▸ WHAT TO DO: Across the listing below, count the lines that mention the string "white". Reply with the figure only.

▸ EXERCISE MATERIAL:
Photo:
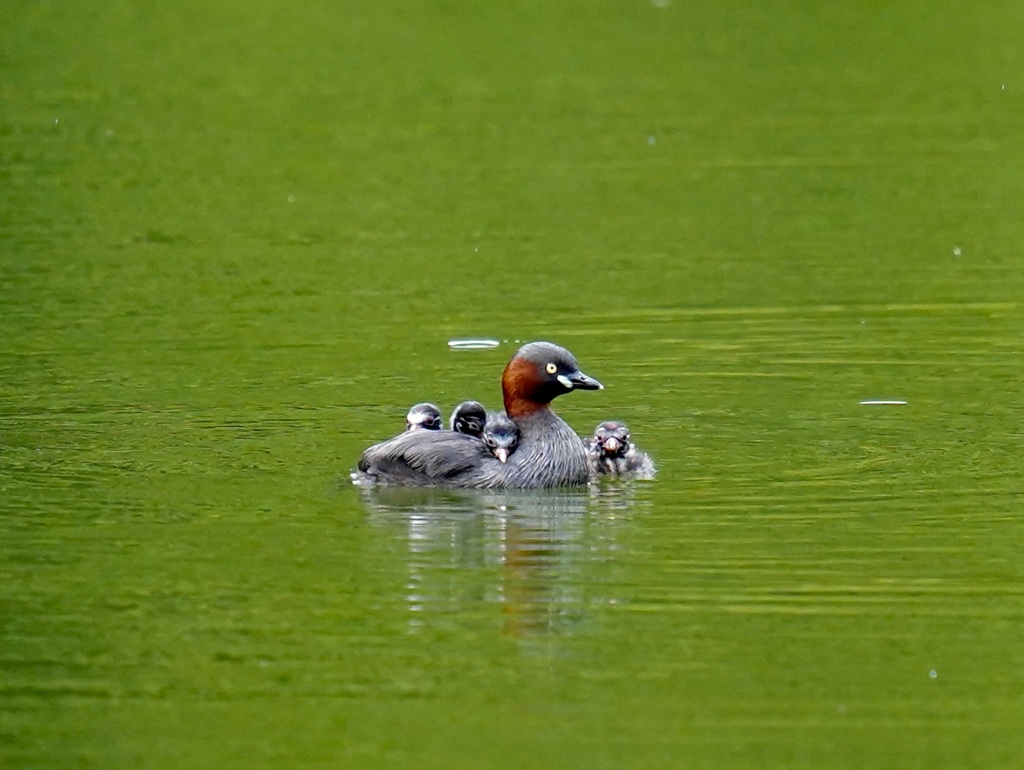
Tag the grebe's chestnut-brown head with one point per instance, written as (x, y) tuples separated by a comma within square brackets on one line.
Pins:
[(539, 373)]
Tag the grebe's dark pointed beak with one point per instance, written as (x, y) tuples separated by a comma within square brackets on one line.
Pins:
[(580, 381)]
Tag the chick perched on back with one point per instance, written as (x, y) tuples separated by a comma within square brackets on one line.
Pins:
[(611, 453), (423, 417), (469, 418), (501, 435)]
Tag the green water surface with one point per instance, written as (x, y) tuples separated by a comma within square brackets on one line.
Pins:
[(235, 241)]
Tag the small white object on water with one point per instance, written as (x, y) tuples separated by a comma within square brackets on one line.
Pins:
[(473, 344)]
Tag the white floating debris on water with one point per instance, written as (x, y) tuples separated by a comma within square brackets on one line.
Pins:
[(473, 344)]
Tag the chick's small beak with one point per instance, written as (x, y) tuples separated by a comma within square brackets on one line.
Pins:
[(580, 381), (610, 444)]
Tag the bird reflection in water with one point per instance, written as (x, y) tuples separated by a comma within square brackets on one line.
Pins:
[(529, 552)]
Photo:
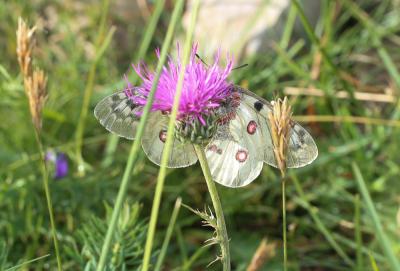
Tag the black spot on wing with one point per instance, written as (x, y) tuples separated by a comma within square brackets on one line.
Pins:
[(131, 104), (258, 106)]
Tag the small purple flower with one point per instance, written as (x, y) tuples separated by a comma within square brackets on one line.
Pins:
[(204, 87), (59, 163)]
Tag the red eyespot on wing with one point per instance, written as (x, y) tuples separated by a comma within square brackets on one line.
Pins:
[(252, 127), (241, 156), (162, 136)]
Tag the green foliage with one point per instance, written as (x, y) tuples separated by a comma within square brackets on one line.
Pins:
[(127, 243), (320, 197)]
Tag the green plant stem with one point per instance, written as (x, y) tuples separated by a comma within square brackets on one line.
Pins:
[(380, 233), (132, 158), (80, 128), (212, 189), (168, 234), (113, 139), (45, 177), (357, 231), (283, 181), (169, 140), (313, 211)]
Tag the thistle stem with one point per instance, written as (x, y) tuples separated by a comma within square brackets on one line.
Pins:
[(45, 177), (284, 224), (221, 227)]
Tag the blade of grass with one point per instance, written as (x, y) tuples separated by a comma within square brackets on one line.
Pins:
[(168, 235), (45, 177), (100, 46), (351, 244), (169, 140), (357, 230), (377, 42), (376, 39), (287, 31), (373, 263), (133, 154), (314, 39), (380, 233), (318, 222), (27, 262), (113, 140)]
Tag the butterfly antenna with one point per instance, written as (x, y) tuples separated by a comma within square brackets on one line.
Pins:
[(201, 59), (241, 66)]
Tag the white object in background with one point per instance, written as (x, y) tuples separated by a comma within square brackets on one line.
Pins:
[(242, 26)]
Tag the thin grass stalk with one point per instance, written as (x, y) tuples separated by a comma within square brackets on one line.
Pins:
[(314, 39), (18, 266), (89, 89), (287, 31), (169, 140), (376, 39), (284, 227), (318, 222), (221, 227), (144, 46), (377, 42), (45, 177), (357, 231), (171, 225), (373, 263), (137, 143), (393, 261)]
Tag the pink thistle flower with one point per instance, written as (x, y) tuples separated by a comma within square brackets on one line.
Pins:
[(204, 87)]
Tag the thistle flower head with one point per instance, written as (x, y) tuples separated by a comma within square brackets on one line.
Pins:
[(204, 87), (59, 163)]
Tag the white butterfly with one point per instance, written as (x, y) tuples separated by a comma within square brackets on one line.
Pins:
[(236, 152)]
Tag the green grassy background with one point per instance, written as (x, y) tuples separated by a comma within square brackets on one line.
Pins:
[(361, 41)]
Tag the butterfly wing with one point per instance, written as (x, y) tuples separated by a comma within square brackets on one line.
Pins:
[(302, 149), (233, 155), (117, 113), (153, 142)]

▸ RESULT OF THE EXERCISE: 4